▶ _Required task_: Reproduce every one of the entries below word for word, but leave the pictures out of your answer.

::::

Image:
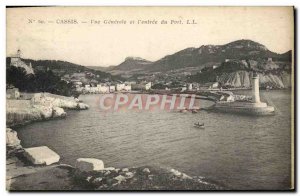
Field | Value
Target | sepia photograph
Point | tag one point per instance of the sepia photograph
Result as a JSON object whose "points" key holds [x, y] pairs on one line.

::::

▶ _Exercise answer_:
Image:
Field | Value
Target | sepia photograph
Point | tag one point per instance of the sepia photograph
Result as a JSON object whose "points" key holds [x, y] pairs on one line.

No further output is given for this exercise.